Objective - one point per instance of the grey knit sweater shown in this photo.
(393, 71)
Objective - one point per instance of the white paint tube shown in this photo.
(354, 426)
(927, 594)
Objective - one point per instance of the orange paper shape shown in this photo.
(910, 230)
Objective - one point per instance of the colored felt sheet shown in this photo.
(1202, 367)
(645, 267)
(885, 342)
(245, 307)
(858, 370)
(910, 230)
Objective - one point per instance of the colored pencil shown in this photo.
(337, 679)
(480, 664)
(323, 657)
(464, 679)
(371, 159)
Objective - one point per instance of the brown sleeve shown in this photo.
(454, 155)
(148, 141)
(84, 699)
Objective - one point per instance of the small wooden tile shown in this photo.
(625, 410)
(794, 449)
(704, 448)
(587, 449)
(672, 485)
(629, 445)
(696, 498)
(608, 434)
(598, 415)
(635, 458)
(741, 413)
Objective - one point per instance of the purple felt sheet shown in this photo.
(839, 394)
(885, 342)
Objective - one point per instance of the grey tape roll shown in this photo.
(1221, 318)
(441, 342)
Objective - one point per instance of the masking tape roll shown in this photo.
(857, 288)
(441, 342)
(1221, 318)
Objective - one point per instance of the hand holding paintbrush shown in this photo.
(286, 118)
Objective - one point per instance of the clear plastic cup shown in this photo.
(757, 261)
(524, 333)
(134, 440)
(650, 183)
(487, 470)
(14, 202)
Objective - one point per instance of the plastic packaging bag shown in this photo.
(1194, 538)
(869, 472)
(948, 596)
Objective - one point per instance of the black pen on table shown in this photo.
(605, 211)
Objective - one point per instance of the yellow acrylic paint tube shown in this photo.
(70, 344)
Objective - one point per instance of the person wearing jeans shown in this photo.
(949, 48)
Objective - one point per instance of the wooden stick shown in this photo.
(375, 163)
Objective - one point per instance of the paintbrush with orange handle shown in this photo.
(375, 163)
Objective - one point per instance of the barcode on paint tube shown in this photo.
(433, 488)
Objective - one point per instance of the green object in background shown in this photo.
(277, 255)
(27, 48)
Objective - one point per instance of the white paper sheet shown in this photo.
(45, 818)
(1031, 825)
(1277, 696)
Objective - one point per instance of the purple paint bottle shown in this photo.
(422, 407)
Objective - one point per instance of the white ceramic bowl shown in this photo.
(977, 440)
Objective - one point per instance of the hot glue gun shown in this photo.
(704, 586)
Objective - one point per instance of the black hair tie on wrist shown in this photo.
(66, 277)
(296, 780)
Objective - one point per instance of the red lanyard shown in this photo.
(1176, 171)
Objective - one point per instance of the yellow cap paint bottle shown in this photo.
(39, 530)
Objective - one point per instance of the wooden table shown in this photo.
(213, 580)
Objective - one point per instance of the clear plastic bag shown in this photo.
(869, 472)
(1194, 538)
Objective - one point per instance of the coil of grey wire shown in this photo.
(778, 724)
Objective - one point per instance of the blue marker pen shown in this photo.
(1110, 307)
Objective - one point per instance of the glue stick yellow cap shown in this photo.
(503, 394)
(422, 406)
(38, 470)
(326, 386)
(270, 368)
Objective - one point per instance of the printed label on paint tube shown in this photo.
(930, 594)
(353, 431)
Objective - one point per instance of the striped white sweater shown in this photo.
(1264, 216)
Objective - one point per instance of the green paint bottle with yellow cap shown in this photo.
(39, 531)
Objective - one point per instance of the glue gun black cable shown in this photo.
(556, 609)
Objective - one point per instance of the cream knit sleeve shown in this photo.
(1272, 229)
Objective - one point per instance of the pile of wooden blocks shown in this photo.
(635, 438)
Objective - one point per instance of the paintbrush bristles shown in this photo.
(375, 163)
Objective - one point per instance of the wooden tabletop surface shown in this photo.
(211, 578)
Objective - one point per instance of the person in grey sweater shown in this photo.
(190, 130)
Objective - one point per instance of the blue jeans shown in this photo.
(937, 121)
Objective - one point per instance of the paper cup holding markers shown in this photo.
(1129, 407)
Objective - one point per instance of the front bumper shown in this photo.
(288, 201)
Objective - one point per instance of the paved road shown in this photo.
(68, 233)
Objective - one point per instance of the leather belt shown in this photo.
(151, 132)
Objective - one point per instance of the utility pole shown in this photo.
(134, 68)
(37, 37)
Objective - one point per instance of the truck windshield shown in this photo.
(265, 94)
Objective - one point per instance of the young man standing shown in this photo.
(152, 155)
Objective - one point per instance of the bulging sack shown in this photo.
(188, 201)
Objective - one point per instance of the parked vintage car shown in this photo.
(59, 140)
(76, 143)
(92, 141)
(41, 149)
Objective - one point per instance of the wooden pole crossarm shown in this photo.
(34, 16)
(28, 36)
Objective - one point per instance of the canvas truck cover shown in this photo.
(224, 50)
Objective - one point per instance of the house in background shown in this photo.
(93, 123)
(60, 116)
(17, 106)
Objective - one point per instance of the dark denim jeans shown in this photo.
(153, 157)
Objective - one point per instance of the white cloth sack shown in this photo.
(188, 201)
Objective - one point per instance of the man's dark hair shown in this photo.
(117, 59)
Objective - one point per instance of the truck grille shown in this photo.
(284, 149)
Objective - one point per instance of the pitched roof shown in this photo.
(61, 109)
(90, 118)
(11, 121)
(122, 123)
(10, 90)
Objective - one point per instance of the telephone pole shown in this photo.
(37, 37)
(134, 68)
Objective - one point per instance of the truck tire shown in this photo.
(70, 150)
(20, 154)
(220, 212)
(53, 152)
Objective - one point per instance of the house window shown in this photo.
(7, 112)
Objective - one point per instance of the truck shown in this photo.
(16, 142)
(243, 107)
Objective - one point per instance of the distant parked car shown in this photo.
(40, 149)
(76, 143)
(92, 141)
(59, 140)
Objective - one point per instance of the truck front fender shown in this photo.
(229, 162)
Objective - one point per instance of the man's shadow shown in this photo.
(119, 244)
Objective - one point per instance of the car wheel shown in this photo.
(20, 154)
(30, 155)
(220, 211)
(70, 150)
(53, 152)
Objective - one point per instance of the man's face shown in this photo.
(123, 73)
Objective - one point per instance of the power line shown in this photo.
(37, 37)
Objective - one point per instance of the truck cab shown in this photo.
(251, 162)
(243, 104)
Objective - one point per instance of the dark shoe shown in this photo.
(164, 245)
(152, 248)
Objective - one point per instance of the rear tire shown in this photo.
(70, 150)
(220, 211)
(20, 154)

┄┄┄┄┄┄┄┄┄┄

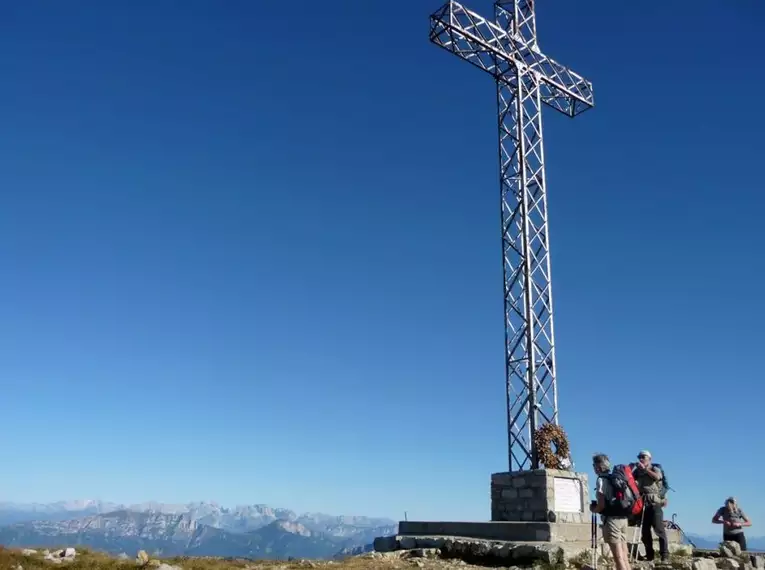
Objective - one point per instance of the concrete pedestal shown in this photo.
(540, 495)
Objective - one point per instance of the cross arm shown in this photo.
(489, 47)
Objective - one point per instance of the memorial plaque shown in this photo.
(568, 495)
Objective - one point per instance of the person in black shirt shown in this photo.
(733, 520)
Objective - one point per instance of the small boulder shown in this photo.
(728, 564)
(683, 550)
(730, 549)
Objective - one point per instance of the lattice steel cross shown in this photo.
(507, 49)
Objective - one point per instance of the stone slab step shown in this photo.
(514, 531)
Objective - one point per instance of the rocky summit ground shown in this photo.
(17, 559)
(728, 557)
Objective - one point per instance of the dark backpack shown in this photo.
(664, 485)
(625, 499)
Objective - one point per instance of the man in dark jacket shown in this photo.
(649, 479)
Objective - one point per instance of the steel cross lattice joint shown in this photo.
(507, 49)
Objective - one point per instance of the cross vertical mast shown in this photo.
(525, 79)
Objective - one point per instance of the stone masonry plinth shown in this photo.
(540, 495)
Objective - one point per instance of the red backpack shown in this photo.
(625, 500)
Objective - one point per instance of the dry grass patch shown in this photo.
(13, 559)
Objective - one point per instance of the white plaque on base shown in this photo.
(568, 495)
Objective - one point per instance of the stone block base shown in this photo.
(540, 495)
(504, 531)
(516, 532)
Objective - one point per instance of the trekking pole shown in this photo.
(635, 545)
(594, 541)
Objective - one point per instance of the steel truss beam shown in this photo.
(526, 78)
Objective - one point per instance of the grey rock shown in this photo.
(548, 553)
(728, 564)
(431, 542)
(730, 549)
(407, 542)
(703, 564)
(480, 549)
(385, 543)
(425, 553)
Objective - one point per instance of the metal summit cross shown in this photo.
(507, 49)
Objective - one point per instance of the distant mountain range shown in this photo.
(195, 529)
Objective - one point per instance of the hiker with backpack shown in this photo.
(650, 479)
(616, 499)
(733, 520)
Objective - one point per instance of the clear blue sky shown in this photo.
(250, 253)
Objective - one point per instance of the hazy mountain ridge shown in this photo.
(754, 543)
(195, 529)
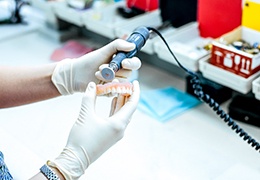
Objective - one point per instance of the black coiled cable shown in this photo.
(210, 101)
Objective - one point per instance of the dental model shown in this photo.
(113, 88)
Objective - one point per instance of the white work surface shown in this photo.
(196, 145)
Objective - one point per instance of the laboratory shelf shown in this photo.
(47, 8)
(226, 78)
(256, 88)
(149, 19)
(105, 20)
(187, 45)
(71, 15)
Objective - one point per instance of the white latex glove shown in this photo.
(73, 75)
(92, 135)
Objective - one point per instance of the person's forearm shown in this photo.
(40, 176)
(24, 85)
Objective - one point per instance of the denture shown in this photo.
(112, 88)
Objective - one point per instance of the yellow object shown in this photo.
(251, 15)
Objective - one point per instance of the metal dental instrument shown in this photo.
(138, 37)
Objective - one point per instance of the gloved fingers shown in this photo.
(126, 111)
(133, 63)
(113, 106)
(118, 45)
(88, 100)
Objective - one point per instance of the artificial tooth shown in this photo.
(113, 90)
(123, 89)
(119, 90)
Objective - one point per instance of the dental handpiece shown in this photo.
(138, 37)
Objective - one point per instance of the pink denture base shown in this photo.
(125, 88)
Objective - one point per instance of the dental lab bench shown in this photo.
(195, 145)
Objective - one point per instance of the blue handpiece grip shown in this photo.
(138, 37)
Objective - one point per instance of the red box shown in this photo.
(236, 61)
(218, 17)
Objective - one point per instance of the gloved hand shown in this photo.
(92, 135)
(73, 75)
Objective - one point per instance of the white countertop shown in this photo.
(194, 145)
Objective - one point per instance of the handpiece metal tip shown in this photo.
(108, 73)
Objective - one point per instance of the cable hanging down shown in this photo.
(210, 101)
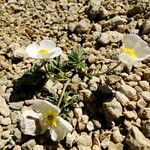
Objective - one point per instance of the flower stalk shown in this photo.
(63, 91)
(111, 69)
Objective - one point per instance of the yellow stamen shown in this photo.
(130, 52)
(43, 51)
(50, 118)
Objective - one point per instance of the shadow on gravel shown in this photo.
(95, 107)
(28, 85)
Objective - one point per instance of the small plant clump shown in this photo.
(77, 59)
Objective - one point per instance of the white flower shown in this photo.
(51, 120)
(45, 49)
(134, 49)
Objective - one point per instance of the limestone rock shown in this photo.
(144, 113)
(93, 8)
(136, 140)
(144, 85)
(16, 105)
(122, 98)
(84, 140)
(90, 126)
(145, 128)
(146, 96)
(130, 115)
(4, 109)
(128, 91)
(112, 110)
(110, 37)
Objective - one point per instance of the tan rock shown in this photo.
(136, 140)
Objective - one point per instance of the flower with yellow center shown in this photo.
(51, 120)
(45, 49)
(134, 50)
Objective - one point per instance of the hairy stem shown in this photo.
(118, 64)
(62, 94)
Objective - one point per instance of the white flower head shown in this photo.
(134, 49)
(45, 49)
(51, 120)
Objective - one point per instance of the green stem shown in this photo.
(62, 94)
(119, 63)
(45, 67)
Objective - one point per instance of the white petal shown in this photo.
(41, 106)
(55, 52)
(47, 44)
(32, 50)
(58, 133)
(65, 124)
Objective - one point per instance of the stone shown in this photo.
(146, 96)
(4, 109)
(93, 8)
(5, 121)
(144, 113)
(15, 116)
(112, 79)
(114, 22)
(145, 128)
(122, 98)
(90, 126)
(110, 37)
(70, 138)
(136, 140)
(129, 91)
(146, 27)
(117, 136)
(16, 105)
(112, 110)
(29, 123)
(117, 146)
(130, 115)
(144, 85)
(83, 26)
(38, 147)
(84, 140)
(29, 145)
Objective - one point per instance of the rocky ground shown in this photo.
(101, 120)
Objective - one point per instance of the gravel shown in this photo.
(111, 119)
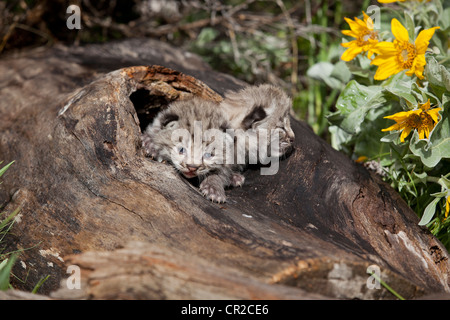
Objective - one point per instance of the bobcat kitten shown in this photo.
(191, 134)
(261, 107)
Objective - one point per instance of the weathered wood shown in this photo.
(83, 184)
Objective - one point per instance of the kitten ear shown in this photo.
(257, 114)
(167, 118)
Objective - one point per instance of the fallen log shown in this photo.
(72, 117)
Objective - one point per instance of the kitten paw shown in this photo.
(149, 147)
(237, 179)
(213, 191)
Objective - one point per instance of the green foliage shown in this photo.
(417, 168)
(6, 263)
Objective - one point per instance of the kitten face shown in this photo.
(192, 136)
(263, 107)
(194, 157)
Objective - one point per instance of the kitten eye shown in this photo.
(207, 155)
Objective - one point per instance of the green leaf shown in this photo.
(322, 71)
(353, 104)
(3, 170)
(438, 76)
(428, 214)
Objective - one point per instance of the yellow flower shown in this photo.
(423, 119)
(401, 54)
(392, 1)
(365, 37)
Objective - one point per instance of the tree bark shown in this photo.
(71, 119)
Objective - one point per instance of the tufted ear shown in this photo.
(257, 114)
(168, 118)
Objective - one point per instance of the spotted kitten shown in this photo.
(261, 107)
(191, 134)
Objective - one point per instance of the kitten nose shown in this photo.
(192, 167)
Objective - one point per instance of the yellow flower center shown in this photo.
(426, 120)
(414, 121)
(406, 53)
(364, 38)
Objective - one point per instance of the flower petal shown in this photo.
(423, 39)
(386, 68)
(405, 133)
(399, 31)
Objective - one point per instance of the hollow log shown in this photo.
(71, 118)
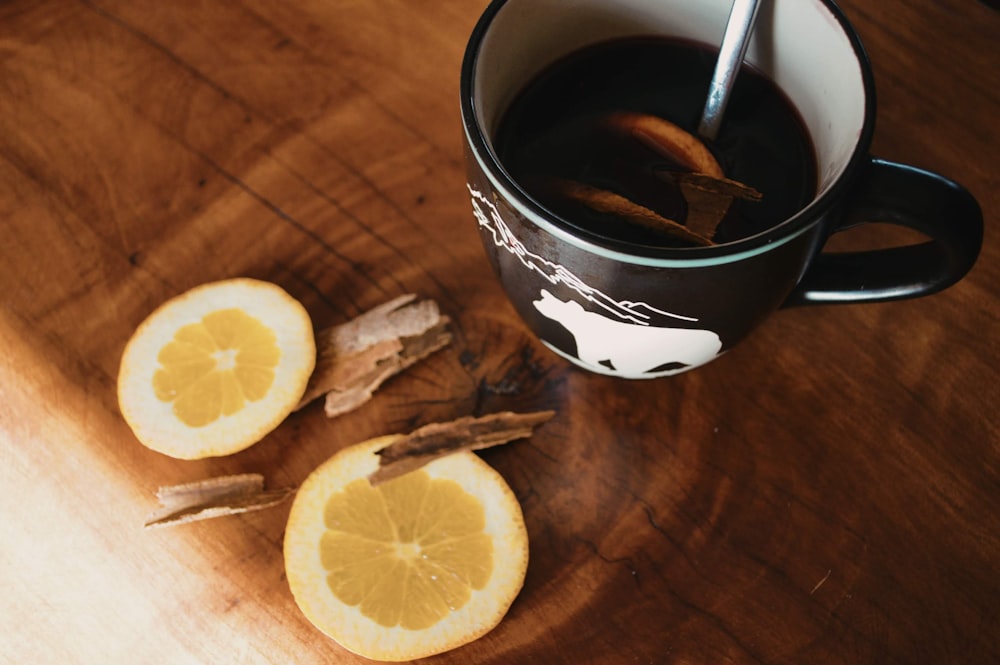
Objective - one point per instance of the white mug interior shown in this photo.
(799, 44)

┄┄┄┄┄┄┄┄┄┄

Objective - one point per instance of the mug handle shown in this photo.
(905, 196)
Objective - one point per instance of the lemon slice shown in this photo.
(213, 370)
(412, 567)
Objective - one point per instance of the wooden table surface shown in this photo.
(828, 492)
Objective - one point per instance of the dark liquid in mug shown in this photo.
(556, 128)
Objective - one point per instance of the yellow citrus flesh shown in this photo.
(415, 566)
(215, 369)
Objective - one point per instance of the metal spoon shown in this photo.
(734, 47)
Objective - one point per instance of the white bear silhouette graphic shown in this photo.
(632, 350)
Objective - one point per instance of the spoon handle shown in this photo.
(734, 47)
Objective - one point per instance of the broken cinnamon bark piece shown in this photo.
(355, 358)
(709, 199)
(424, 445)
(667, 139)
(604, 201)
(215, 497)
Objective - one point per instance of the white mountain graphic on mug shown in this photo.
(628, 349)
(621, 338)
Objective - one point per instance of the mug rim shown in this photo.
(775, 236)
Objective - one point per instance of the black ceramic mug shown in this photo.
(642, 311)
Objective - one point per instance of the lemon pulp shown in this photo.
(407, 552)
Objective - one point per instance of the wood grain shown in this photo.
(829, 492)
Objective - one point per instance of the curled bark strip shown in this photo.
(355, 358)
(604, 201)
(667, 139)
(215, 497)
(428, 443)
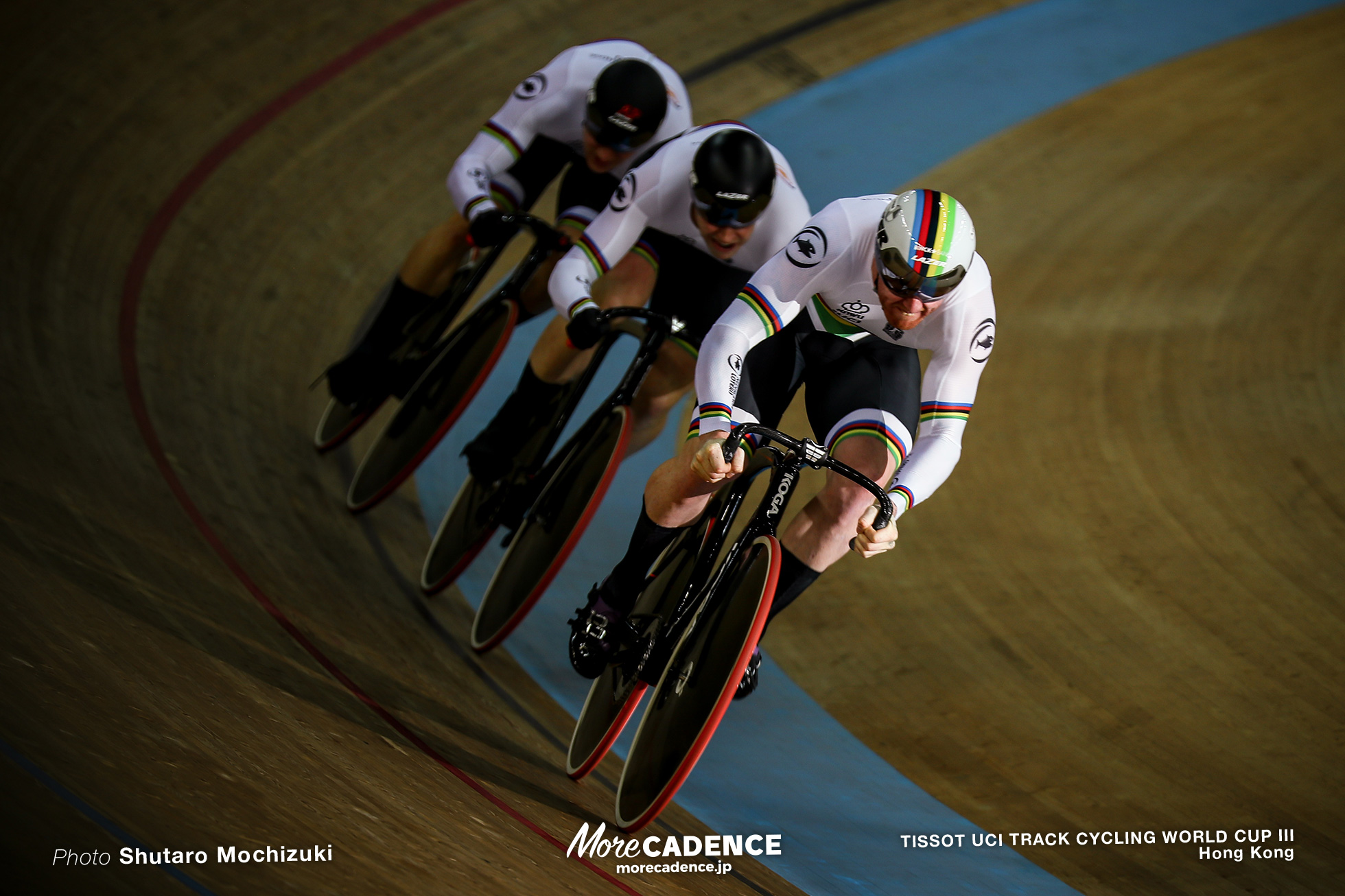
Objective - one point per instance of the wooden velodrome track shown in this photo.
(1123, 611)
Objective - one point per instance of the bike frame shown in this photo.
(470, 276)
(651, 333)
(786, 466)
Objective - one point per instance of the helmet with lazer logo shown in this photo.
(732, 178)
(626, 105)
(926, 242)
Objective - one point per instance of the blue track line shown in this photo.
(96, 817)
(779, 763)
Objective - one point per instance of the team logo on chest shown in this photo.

┄┄┄┄┄┄┄┄┄┄

• **What you are asked to do**
Extract the listing lines verbatim, beginning with the line that contains "Objective - one point per instance of the bike" and stopping after the line that contains "Objective - one point per instance of the team".

• **Complete response**
Objective - one point per instance of the bike frame shown in this photo.
(470, 276)
(651, 333)
(786, 466)
Objective - one point per instance of the helmet with lazer logo shown in this photo.
(732, 178)
(626, 105)
(926, 242)
Objective - one point per instance of the blue track line shown in this photo.
(96, 817)
(779, 763)
Objective - one point per instance of the team logo on chest shown in this photo.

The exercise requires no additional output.